(Exercise passage begins)

Japan - Osaka Prisoner of War Camp

Maynard arrived in Japan in October and like many prisoners of war, indeed the same as my Father, was taken to a shipyard. From 1942 through until the end of hostilities in 1945, Maynard remained in the Osaka Prisoner of War Camp. He was set to work in Osaka’s dockyards with other POWs and Japanese civilians. The work mainly consisted of loading and unloading ships; the prisoners were woken at 5.15 a.m. and worked through until five or six in the evening, ‘month after month and year after year’. Initially they were granted a Yasumi day (a day off), but towards the end of their captivity they tended to work seven days a week. Maynard was never in good health and at one point badly injured his back, but was still required to work. Again; they only had a meagre, restricted diet, consisting primarily of rice and occasionally some vegetable soup. Sometimes, in an effort to enforce nationalistic sovereignty, their Japanese captors fed them a red salt plum on a bed of white rice. Maynard recounted that although the Red Cross visited the prisoners, they only received two parcels during his entire stay. Maynard recalled how, even when the war was nearing its end, his prison guards maintained their cold authority, ‘It was all this business where you could not go past them without bowing…otherwise you’d get beaten up, that kind of thing, of course that was almost routine.’ The guards’ dominance and order was preserved until the very end, but then, ‘all of a sudden it seemed to me that we were left.’ As quickly as Maynard had been forced to make the transition from soldier to prisoner of war, he was now suddenly free once more.

Clearly, the realisation that the war was over was hard for Maynard to comprehend. In a dreamlike interlude, he boarded a train to Kobe to visit two Royal Signal friends, Red Harrington and “Badgie” Price. He travelled with Japanese civilians, and perhaps his sheer brazenness prevented his capture. He was, after all, still in a hostile country, and had not been released from captivity; his freedom was simply inferred from the lack of an authoritative presence. What happened in the next few weeks is a little unclear to Maynard; he went to a hotel in Osaka with this mate Reg Biggs, wearing American kit, which had been amongst the many items dropped by parachute; visiting the coast and swimming. He concluded, ‘it’s like a dream; you can’t get every detail of it’.

Homeward Bound

During the journey home from Yokohama by air to Okinawa and onwards to Manila, in the Philippines, the ex-captives were asked to identify their captors as war criminals and were debriefed about the events that had occurred in Europe. This process was bewildering for Maynard; he had been very politically aware prior to his period of service, but was shocked to learn how Jewish persecution had developed into the Holocaust. He was also given the news that a plane carrying ex-prisoners of war had crashed. Among those killed were his friends Red Harrington and “Badgie” Price. (see note 2 below)

From Manila they went on American transport, a naval transporter called The Admiral Hughes, to Victoria and Vancouver, British Columbia. Then on the Trans Canadian Railway to Halifax where the celebrations were jubilant - there were many Canadians held prisoner by the Japanese who were also returning home. Maynard described the euphoric atmosphere and the tactics involved to ensure all were involved: ‘At Medicine Hat Station they’d take all the trousers and things like that from where we were sleeping, and we’d find we didn’t have any trousers, so well, “if you promise to come out and join the party, we’ll give you your trousers back!”. It was chaotic; it was of course a lovely time’.

A liner called The Il da France brought the POWs back to Southampton. Maynard Skinner completed his journey home to Taunton, England on 4 November 1945.

Note 2: On 10.9.45 POWs were flown from Okinawa (where they had rested for 3 days after flying from Yokohama) to Manila. During the ferrying one plane, a B24, crashed into the sea, all passengers and crew were lost (source Tony Banham FEPOW Community).

(Exercise passage ends)
(Data under study begins)

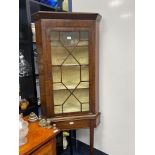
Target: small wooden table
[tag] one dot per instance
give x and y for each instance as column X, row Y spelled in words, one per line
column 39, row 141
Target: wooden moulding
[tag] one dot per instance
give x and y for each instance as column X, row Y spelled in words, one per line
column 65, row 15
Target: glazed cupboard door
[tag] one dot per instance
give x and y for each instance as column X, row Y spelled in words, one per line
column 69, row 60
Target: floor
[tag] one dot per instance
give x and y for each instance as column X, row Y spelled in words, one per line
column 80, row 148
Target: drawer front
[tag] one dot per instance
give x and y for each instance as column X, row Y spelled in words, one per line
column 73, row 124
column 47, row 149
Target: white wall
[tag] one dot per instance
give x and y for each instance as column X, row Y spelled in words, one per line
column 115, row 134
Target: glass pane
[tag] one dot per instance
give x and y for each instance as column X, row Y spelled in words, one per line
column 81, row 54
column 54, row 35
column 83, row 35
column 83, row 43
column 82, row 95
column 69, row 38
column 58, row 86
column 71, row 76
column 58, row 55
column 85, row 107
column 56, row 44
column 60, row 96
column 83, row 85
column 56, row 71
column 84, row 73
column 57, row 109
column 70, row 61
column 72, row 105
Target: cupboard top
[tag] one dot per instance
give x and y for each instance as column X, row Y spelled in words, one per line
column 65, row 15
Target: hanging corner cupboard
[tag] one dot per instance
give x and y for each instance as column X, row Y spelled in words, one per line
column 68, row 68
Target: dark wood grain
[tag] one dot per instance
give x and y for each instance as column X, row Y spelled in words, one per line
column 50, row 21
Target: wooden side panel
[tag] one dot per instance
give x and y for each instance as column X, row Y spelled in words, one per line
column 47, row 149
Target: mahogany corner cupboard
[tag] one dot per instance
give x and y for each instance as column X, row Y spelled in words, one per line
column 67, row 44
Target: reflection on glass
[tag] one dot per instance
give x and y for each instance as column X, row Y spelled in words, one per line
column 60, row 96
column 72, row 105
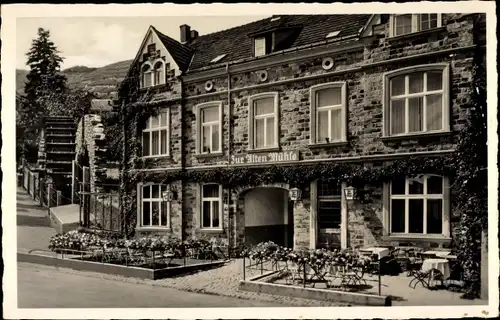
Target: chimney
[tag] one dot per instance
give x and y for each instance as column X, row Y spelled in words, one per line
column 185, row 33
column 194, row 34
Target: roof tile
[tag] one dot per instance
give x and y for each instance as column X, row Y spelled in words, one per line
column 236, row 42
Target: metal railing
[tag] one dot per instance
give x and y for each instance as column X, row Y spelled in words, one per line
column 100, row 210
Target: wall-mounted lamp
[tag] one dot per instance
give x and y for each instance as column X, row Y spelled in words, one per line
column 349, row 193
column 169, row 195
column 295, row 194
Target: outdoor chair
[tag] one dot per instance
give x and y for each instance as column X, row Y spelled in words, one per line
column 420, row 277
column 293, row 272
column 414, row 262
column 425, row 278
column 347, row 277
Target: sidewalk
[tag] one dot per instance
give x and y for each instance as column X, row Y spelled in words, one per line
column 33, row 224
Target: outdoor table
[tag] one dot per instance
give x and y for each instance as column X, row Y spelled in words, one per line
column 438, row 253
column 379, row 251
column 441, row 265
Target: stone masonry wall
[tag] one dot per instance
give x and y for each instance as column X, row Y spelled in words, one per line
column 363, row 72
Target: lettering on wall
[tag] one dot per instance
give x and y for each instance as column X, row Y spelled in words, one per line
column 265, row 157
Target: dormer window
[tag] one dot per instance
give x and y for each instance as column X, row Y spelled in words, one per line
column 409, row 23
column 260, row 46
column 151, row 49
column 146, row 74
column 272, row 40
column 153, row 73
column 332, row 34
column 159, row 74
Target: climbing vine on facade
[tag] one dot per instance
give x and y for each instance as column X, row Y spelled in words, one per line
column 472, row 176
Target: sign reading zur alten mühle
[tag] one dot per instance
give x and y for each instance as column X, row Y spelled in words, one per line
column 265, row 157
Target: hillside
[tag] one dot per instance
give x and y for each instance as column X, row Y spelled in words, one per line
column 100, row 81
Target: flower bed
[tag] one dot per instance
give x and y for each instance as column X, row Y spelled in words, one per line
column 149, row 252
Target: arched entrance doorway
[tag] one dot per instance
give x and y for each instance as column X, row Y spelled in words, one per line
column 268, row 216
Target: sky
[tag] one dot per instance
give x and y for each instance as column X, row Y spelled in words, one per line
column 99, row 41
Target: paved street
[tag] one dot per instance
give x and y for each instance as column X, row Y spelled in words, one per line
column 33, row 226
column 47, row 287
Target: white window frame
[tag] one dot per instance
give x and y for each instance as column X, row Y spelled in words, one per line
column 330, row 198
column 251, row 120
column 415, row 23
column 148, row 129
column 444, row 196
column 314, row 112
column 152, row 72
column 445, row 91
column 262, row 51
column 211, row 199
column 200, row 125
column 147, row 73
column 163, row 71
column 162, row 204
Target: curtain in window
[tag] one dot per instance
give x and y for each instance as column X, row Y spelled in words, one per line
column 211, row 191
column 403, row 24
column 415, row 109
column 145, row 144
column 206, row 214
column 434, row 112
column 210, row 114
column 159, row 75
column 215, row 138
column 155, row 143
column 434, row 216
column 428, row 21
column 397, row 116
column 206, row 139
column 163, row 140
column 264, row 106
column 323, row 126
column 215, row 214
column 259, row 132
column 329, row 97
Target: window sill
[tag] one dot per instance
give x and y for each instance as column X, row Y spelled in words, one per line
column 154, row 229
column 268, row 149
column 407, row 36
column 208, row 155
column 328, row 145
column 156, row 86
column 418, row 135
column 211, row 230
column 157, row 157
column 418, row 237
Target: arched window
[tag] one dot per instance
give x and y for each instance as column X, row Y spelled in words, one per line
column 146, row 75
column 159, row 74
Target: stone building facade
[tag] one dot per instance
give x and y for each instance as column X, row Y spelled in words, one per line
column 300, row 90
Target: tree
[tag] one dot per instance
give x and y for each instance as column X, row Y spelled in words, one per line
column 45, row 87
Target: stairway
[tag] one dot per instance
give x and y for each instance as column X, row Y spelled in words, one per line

(Data under study ends)

» **Work order**
Name every friend or mate of Maynard mentioned by name in the account of the Osaka prisoner of war camp and the journey home.

» **Answer to the problem**
Red Harrington, "Badgie" Price, Reg Biggs